Point-per-instance localization data

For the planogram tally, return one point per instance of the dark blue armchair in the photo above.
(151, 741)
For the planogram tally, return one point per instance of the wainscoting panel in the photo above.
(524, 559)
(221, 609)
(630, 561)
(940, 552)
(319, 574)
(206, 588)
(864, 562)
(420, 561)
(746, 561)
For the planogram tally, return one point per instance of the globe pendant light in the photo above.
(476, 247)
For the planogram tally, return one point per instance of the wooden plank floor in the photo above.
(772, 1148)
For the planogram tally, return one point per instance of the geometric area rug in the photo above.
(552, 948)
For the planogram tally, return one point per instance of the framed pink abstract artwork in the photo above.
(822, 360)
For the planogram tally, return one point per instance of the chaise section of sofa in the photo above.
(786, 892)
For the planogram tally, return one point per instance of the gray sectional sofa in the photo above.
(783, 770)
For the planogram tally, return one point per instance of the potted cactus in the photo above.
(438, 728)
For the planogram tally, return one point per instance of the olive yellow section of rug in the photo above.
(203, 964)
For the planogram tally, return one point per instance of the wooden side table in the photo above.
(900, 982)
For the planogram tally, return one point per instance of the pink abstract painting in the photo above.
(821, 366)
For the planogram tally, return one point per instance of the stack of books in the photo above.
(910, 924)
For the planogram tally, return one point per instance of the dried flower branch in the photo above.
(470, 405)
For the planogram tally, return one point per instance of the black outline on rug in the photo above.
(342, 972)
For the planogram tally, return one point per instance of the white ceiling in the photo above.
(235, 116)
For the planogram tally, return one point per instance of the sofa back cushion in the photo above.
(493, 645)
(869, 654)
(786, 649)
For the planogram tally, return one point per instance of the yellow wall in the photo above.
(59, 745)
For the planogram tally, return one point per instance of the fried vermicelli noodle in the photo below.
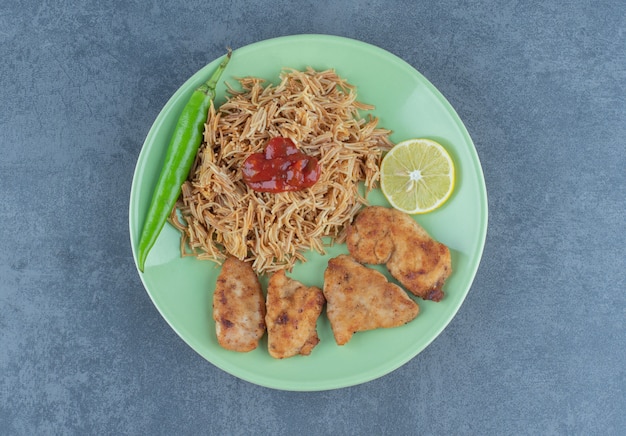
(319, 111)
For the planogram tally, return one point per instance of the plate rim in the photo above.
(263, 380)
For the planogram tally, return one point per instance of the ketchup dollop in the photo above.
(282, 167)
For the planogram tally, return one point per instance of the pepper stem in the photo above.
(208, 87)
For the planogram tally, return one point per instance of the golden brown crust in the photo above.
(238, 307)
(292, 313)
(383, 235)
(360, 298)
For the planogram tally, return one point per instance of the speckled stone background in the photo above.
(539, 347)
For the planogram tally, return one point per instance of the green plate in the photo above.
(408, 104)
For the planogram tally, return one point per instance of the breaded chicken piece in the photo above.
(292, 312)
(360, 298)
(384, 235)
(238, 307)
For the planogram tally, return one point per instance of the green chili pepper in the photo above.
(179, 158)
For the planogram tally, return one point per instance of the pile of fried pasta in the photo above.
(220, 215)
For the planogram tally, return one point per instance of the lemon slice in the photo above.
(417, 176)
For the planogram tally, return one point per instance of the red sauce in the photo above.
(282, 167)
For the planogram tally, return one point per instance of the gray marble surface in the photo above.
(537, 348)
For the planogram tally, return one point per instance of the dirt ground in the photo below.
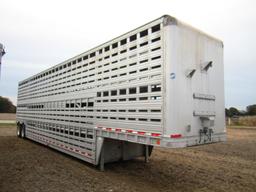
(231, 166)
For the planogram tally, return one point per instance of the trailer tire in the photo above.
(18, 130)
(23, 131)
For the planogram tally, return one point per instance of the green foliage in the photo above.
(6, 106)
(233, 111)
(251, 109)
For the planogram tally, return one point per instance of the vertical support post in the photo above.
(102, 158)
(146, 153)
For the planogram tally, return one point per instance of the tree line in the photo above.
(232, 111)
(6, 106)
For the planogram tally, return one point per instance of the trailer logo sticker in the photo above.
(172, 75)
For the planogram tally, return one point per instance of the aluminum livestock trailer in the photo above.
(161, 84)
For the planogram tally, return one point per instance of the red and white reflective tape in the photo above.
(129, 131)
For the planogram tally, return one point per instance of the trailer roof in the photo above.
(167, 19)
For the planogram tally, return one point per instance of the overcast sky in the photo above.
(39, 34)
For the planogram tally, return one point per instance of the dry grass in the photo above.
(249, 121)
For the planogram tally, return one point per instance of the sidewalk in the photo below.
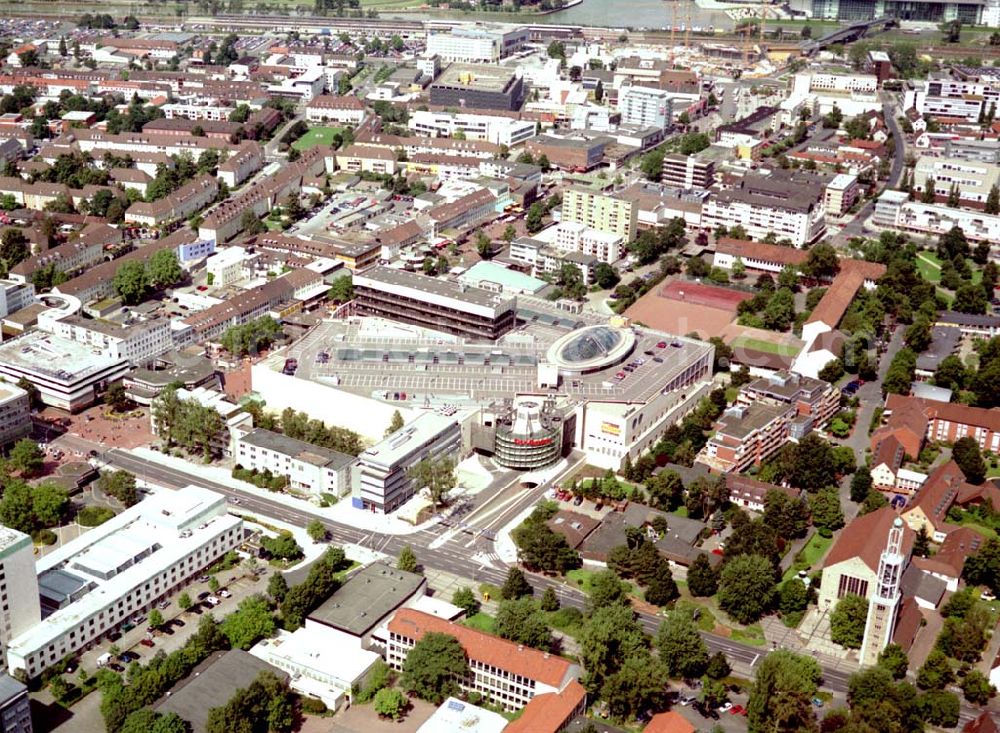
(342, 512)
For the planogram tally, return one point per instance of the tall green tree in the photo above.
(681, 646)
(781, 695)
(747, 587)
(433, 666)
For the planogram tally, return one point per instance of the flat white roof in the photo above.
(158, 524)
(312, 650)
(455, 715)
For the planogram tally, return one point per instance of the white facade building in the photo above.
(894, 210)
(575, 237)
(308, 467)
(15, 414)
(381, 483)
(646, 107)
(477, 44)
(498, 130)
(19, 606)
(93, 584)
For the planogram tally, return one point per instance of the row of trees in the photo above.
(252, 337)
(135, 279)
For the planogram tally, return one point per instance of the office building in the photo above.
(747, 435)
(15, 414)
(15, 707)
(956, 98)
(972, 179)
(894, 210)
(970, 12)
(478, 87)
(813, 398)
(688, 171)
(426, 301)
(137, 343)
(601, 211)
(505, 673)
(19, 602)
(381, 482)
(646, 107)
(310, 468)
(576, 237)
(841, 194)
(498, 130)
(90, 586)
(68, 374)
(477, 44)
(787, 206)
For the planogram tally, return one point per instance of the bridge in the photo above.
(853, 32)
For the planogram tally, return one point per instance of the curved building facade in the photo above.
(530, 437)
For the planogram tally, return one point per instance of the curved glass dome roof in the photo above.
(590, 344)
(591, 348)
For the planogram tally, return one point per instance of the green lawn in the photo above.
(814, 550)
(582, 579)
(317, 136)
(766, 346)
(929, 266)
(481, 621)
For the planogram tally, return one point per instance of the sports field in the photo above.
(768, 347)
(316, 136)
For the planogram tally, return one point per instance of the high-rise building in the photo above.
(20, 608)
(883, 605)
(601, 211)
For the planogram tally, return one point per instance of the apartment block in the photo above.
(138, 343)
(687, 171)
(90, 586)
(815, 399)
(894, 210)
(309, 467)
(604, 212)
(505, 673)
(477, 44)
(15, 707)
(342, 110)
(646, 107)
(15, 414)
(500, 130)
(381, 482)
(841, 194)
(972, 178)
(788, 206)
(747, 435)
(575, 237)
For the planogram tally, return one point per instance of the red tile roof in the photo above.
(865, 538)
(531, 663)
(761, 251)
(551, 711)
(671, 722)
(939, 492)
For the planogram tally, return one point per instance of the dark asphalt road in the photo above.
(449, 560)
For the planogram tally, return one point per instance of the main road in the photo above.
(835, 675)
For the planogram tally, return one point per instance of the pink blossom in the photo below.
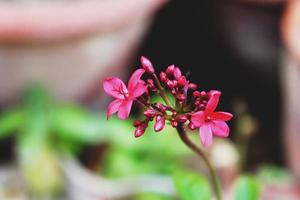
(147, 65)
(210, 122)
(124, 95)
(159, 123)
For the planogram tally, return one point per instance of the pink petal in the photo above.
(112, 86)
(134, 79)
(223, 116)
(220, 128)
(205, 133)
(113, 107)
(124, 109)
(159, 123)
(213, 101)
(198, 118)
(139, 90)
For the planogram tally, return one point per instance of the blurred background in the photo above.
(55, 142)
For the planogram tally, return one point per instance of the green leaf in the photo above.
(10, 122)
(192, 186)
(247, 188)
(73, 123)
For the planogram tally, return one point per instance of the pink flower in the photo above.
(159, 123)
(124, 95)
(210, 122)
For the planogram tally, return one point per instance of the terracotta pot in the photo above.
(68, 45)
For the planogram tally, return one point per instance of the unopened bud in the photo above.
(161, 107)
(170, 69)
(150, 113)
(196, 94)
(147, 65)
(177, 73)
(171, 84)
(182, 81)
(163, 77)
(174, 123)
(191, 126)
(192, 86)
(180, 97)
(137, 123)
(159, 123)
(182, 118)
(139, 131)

**WHAT THE EXERCISE ASKS**
Because pictures are not wanted, give every entry above again exactly without them.

**YOUR SOLUTION**
For the planogram tally, return one point per instance of the dark blue armchair in the photo above.
(151, 741)
For the planogram tally, return one point per instance of the wainscoting panel in the photo above.
(524, 559)
(221, 609)
(630, 561)
(940, 552)
(319, 574)
(206, 588)
(864, 562)
(420, 561)
(746, 561)
For the planogram tally, return one point per instance of the globe pendant light in the photo above.
(476, 247)
For the planogram tally, return one point per instance of the wooden plank floor in the photo above.
(772, 1148)
For the planogram tally, return one point per instance of the geometric area rug in the photo above.
(552, 948)
For the planogram tally, return one point per instance of the framed pink abstract artwork in the photo above.
(822, 360)
For the planogram tally, return one point per instance of the chaise section of sofa in the photo above.
(786, 892)
For the planogram tally, return one point per instance of the gray sectional sofa in the photo above.
(783, 770)
For the planogram tally, return one point per instance of the potted cactus in the photo above.
(438, 728)
For the planogram tally, return one point per instance of the olive yellow section of rug in the photo above.
(203, 964)
For the planogram tally, return one point per instance of the wooden side table in the photo above.
(900, 982)
For the planogram tally, return one point per instance of the pink abstract painting in the photo above.
(821, 366)
For the planogram tally, return one point per instance of the stack of books in the photo above.
(910, 924)
For the planogram tally, return one point per instance of the dried flower branch in the photo above.
(470, 405)
For the planogram tally, return one point per instance of the black outline on rug in the photo above.
(342, 972)
For the planogram tally, return one point per instance of the white ceiling in the photo above.
(235, 116)
For the planogram tally, return one point per instance of the sofa back cushion in the photo above.
(493, 645)
(869, 654)
(786, 649)
For the planogram tally, return one point per instance of the yellow wall in the photo above.
(59, 745)
For the planogram tally, return one point per instance of the fried vermicelli noodle in the photo below.
(319, 111)
For the planogram tally, return one point per instance of the plate rim in the photo above.
(263, 380)
For the planogram tally, return one point per instance of the ketchup dollop in the photo above.
(282, 167)
For the planogram tally, return one point per instance of the pepper stem in the photo above.
(208, 87)
For the planogram tally, return one point per instance of the golden brown crust in the photo above.
(238, 307)
(292, 313)
(383, 235)
(360, 298)
For the planogram tally, return one point per instance of the speckled stone background in the photo above.
(539, 347)
For the planogram tally, return one point per instance of the green plate in the photo above.
(408, 104)
For the planogram tally, return one point per instance of the breaded chicken piece in the photo above.
(292, 312)
(360, 298)
(384, 235)
(238, 307)
For the planogram tally, return one point per instance of the green chili pepper in the photo above.
(179, 158)
For the planogram tally, return one point per instance of the pile of fried pasta in the photo above.
(220, 215)
For the planogram tally, return one point per instance of the lemon slice in the photo above.
(417, 176)
For the planogram tally, return one point per instance of the red sauce in the photo above.
(282, 167)
For the planogram tally, return one point per instance of the gray marble surface in the photo above.
(537, 348)
For the planogram tally, return one point per instance of the dirt ground in the photo below.
(231, 166)
For the planogram tally, return one point per instance of the trailer tire in the photo above.
(18, 130)
(23, 131)
For the planogram tally, return one point per instance of the green foliage in the photo above.
(6, 106)
(233, 111)
(251, 109)
For the planogram tally, return one point per instance of the vertical support post in the photo above.
(102, 158)
(146, 153)
For the planogram tally, return one point per instance of the tree line in the photo above.
(232, 111)
(6, 106)
For the planogram tally, return one point per instance of the trailer logo sticker in the photo above.
(172, 75)
For the planogram tally, return one point per instance of the aluminum livestock trailer in the photo above.
(161, 84)
For the planogram tally, return one point per instance of the red and white reflective tape in the photo above.
(129, 131)
For the planogram tally, return one point per instance of the trailer roof in the photo above.
(167, 19)
For the planogram tally, return one point per instance of the overcast sky in the photo above.
(39, 34)
For the planogram tally, return one point per instance of the dry grass in the photo above.
(249, 121)
For the planogram tally, return one point per instance of the sidewalk in the photo below.
(342, 512)
For the planogram tally, return one point per instance of the tall green tree in the photo above.
(681, 646)
(781, 695)
(747, 587)
(433, 666)
For the planogram tally, return one point per instance of the flat white roof in the photo above.
(158, 524)
(312, 650)
(455, 715)
For the planogram tally, return one point per instance of the white facade building in the photo above.
(894, 210)
(575, 237)
(308, 467)
(15, 414)
(381, 483)
(646, 107)
(477, 44)
(498, 130)
(19, 606)
(93, 584)
For the planogram tally, return one point per instance of the row of trees in the photo above.
(252, 337)
(135, 279)
For the planogram tally, return one point per instance of the office building in the photo above.
(747, 435)
(15, 414)
(15, 707)
(956, 98)
(972, 179)
(894, 210)
(970, 12)
(478, 87)
(813, 398)
(688, 171)
(426, 301)
(137, 343)
(601, 211)
(505, 673)
(19, 602)
(381, 482)
(646, 107)
(310, 468)
(576, 237)
(841, 194)
(498, 130)
(90, 586)
(68, 374)
(477, 44)
(787, 206)
For the planogram tally, return one point per instance of the bridge in the photo above.
(853, 32)
For the planogram tally, return one point per instance of the curved building facade in the photo above.
(530, 437)
For the planogram tally, return one point per instance of the curved glass dome roof in the photo above.
(590, 344)
(591, 348)
For the planogram tally, return one point per instance of the green lawn in the photo above.
(814, 550)
(582, 579)
(317, 136)
(766, 346)
(929, 266)
(481, 621)
For the planogram tally, return one point per instance of the sports field in the photo above.
(768, 347)
(316, 136)
For the planogram tally, return one point per instance of the high-rise building in the photo above.
(20, 608)
(883, 605)
(601, 211)
For the planogram tally, return one point per instance of the apartment block in the photo above.
(138, 343)
(687, 171)
(90, 586)
(815, 399)
(894, 210)
(309, 467)
(604, 212)
(505, 673)
(477, 44)
(15, 707)
(342, 110)
(646, 107)
(15, 414)
(500, 130)
(381, 482)
(841, 194)
(972, 178)
(788, 206)
(747, 435)
(575, 237)
For the planogram tally, return one point per instance of the red tile roof in the photo above.
(865, 538)
(531, 663)
(761, 251)
(551, 711)
(671, 722)
(939, 492)
For the planogram tally, return one point per instance of the dark asphalt road in the photo above.
(449, 560)
For the planogram tally, return one point per instance of the main road in the photo above.
(835, 675)
For the planogram tally, return one point per instance of the pink blossom in the photo below.
(147, 65)
(210, 122)
(124, 95)
(159, 123)
For the planogram tally, return one point per instance of the pink petal in the photo above.
(112, 86)
(134, 79)
(223, 116)
(220, 128)
(205, 133)
(113, 107)
(124, 109)
(159, 123)
(213, 101)
(198, 118)
(139, 90)
For the planogram tally, return one point per instance of the blurred background in the photo above.
(55, 142)
For the planogram tally, return one point per instance of the green leaf in the photo above.
(10, 122)
(192, 186)
(247, 188)
(73, 123)
For the planogram tally, return one point per instance of the pink flower in the photo above.
(159, 123)
(124, 95)
(210, 122)
For the planogram tally, return one point per instance of the terracotta pot in the photo above.
(68, 45)
For the planogram tally, return one point per instance of the unopened bud in the photo above.
(161, 107)
(170, 69)
(150, 113)
(196, 94)
(147, 65)
(177, 73)
(171, 84)
(182, 81)
(163, 77)
(174, 123)
(191, 126)
(192, 86)
(180, 97)
(137, 123)
(159, 123)
(182, 118)
(139, 131)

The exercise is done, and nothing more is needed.